_Records for this task:_
____

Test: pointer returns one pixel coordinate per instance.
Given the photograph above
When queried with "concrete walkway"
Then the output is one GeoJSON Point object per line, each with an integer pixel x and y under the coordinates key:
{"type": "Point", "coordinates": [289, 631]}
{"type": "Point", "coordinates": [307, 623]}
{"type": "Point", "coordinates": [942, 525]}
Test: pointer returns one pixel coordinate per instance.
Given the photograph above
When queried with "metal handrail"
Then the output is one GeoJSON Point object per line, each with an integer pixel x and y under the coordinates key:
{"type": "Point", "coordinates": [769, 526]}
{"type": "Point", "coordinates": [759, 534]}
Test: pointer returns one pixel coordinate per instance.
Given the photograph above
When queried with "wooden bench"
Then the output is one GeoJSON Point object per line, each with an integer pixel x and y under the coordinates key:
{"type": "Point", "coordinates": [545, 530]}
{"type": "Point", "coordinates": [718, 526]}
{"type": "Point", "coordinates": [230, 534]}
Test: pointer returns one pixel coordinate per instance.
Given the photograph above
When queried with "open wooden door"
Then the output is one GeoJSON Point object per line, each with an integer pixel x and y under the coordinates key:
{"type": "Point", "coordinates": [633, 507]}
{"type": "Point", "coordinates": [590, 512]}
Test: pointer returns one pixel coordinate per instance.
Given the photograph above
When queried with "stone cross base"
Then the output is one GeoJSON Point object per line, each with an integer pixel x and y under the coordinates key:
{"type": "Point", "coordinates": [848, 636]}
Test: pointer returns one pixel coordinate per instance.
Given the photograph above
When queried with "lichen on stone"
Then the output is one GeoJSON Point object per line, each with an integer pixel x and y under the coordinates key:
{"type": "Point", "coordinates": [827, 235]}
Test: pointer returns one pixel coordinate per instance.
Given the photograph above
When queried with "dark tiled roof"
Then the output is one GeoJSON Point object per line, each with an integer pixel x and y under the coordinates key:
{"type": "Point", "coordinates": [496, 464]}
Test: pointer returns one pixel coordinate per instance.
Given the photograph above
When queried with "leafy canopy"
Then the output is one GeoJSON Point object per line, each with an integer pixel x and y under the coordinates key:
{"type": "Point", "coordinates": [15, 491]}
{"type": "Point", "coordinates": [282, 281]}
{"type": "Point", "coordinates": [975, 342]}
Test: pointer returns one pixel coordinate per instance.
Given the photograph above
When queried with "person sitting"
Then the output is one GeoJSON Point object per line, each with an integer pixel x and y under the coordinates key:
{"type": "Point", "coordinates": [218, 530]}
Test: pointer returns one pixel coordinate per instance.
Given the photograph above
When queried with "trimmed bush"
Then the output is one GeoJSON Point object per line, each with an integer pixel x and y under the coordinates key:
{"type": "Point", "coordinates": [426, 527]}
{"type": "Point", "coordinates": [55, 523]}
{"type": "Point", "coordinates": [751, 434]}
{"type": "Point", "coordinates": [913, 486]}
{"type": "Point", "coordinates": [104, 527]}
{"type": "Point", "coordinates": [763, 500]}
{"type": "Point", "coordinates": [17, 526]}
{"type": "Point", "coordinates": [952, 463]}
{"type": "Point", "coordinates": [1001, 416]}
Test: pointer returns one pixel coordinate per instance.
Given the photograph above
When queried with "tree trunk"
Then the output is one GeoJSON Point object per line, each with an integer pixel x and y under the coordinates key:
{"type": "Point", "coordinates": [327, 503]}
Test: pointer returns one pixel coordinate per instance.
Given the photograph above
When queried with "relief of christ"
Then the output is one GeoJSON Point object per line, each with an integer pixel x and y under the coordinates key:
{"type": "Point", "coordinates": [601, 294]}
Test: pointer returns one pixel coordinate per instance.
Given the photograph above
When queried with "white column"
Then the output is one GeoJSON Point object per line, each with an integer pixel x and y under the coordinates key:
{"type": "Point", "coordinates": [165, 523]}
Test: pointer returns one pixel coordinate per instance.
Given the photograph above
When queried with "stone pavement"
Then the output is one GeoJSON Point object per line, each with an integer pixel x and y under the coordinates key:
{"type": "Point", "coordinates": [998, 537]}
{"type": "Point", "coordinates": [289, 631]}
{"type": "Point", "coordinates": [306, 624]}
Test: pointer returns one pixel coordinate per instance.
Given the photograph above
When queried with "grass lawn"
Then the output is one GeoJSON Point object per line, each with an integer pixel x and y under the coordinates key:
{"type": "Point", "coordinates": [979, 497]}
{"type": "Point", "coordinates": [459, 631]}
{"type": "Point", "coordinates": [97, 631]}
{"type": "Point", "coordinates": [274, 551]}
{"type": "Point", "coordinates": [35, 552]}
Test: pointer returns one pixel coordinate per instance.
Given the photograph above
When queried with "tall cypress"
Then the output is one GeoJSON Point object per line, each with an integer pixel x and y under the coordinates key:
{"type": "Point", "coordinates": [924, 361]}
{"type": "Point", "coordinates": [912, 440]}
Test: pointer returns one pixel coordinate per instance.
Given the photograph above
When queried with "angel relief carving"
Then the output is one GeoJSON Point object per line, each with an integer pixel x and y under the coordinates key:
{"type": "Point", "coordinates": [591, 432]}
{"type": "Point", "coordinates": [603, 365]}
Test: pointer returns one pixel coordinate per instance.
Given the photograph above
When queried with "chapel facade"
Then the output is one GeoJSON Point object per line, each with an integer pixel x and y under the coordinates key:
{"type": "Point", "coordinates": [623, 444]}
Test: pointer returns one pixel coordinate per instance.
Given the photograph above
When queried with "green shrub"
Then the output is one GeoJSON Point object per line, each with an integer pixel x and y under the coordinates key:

____

_Given problem:_
Locate every line of the records containing the word "stone" and copy each of those lines.

_Exercise response:_
When queried with "stone cross base"
When queried with "lichen on stone"
When queried with "stone pavement"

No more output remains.